Using the records that follow, work out the number of lines with the word "mountain" in them; reply with that number only.

BEGIN

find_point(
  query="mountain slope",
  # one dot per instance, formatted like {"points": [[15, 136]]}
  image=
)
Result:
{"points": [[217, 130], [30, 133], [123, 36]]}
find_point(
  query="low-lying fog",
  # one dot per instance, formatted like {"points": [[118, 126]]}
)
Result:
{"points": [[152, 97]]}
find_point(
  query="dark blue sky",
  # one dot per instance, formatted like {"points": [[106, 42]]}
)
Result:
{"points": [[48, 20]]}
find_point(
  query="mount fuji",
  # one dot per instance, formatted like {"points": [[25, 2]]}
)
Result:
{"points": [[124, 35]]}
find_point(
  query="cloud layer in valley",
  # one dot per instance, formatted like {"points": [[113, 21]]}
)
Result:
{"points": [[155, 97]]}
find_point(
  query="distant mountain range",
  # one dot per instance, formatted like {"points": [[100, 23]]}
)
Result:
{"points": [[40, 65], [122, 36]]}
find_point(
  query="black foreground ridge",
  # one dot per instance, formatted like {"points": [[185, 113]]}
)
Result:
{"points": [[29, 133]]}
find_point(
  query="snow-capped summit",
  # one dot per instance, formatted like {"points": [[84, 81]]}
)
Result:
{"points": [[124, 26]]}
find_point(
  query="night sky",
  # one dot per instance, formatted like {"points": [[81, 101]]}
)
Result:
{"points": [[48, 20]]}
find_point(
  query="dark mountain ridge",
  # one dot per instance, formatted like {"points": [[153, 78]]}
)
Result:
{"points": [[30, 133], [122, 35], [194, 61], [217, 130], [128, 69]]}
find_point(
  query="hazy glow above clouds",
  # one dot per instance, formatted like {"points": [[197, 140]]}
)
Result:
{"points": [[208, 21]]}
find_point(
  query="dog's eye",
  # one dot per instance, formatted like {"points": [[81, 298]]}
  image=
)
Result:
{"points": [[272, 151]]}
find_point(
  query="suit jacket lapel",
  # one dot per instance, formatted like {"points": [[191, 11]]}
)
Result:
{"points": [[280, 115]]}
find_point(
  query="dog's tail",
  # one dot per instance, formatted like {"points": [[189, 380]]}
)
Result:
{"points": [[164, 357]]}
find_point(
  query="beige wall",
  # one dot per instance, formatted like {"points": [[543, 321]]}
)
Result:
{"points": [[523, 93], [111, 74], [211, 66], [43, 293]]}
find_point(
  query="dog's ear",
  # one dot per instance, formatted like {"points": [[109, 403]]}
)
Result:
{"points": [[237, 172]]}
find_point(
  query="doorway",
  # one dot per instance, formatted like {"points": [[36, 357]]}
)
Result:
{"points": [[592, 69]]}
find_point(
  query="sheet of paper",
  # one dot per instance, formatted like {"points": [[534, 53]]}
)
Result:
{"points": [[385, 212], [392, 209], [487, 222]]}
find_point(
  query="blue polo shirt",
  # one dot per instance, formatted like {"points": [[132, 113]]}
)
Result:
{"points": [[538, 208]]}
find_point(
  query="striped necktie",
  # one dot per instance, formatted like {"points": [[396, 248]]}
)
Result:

END

● ANSWER FOR THE TASK: 3